- MATERIALS PROVIDED
----------

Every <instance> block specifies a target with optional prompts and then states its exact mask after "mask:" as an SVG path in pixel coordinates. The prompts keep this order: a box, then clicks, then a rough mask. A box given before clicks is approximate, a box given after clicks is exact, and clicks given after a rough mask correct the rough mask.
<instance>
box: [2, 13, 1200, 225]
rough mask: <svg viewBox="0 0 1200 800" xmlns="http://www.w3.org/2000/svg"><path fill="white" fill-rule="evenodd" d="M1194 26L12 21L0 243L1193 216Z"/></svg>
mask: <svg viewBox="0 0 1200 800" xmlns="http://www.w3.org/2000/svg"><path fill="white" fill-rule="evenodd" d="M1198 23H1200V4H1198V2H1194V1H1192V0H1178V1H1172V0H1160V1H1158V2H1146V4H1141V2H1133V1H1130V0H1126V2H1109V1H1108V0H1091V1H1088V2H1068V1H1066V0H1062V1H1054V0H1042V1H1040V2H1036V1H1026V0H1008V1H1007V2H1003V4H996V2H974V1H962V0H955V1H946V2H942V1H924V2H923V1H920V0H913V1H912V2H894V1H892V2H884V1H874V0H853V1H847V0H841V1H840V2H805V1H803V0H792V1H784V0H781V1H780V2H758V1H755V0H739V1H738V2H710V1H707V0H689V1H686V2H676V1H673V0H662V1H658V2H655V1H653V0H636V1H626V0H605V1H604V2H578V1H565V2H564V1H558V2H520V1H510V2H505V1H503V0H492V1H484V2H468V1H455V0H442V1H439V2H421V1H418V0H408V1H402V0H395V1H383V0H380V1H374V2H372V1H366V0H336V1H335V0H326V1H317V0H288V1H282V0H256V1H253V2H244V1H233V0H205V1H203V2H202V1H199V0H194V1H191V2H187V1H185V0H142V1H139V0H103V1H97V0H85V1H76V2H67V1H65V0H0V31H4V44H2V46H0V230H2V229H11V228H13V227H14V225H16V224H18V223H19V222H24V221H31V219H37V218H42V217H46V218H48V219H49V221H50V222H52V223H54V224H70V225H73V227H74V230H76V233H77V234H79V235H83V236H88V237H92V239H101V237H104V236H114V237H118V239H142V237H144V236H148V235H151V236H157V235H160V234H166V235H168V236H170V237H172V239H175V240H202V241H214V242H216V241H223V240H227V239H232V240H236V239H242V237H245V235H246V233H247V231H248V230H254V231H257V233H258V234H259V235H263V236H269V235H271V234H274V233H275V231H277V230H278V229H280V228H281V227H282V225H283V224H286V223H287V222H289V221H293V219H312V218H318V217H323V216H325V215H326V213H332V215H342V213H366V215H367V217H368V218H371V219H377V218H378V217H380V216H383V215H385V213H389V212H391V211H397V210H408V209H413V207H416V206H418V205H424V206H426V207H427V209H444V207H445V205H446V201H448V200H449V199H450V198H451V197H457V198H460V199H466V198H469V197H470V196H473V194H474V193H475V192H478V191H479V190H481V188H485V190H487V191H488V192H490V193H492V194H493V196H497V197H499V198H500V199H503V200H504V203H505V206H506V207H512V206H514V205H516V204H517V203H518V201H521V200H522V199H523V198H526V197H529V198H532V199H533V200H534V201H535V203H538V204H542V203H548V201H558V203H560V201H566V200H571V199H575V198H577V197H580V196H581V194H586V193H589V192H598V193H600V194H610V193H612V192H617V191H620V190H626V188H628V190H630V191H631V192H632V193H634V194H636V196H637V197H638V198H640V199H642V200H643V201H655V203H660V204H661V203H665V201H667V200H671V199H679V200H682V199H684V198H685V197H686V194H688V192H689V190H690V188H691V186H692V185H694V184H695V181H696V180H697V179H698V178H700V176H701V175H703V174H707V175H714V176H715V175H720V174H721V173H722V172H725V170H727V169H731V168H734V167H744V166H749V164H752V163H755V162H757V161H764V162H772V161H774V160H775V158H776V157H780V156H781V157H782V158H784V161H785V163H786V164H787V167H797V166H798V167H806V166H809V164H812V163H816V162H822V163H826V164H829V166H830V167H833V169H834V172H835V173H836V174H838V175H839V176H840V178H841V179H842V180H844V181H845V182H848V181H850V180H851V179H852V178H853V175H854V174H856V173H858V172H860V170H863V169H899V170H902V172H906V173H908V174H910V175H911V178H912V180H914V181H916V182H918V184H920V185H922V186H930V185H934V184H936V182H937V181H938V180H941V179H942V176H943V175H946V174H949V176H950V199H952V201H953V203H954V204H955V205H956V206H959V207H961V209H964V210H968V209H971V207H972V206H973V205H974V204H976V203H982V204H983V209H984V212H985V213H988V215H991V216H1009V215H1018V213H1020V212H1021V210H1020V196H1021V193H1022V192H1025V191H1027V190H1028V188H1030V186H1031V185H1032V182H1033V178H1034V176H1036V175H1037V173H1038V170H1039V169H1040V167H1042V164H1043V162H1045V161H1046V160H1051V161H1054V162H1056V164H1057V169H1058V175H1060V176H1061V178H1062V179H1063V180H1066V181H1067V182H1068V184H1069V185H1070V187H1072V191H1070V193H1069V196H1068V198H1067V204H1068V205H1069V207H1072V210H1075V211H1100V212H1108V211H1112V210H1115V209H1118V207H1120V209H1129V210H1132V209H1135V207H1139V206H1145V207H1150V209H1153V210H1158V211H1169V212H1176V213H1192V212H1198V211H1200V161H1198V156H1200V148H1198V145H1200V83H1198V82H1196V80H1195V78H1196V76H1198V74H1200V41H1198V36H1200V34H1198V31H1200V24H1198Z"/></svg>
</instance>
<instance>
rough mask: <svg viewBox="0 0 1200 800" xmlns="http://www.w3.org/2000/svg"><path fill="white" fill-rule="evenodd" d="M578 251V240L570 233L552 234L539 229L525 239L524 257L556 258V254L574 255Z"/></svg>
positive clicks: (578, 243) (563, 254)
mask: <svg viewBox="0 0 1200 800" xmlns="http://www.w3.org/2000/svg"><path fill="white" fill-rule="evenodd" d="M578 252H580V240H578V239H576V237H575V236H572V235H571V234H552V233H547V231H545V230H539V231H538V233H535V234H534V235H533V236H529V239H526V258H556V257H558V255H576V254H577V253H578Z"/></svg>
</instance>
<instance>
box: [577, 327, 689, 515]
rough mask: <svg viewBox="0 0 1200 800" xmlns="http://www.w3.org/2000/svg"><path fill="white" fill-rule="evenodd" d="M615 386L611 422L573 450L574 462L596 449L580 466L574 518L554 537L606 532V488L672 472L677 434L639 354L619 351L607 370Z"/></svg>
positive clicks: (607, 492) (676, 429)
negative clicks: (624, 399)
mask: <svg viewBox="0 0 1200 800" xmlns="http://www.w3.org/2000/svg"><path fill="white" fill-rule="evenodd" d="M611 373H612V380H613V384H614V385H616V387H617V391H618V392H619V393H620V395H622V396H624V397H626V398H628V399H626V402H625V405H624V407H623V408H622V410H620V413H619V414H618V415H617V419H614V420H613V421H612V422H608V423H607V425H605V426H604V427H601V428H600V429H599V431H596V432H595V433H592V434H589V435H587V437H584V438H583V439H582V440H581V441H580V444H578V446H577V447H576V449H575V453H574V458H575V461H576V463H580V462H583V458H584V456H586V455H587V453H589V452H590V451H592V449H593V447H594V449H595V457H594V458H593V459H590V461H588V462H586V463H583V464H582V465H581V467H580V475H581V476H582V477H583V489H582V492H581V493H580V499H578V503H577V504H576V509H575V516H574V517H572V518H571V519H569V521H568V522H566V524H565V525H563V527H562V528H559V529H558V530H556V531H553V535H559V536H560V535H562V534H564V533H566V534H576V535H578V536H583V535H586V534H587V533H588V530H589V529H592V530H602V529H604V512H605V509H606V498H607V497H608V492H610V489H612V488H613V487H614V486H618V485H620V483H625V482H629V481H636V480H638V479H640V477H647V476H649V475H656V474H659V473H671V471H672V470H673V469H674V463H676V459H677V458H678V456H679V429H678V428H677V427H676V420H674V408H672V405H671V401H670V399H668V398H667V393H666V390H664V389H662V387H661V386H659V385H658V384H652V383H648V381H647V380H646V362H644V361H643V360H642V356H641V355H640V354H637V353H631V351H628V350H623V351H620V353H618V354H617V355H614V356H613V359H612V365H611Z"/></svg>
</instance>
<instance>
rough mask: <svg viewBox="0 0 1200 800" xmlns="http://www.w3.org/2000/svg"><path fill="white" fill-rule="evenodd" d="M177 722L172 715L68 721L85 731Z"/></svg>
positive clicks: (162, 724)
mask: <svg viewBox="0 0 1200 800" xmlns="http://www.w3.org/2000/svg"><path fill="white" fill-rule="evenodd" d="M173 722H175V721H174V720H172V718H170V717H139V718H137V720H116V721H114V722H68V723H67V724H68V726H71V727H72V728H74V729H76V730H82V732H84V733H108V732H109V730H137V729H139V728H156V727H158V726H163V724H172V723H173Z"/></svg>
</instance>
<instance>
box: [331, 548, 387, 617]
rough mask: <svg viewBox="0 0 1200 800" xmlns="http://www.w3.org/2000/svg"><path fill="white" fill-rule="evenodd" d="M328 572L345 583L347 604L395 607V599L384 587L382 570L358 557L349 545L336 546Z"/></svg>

----------

All that should be written out is the stretch of lines above between the one holding "386L611 422L573 450L574" and the one holding "positive clicks: (607, 492) (676, 429)", inclusive, exactly as given.

- ANSWER SPACE
rough mask: <svg viewBox="0 0 1200 800" xmlns="http://www.w3.org/2000/svg"><path fill="white" fill-rule="evenodd" d="M615 386L611 422L573 450L574 462L596 449L580 466L574 518L554 537L606 532V488L672 472L677 434L639 354L619 351L607 370Z"/></svg>
positive clicks: (607, 492) (676, 429)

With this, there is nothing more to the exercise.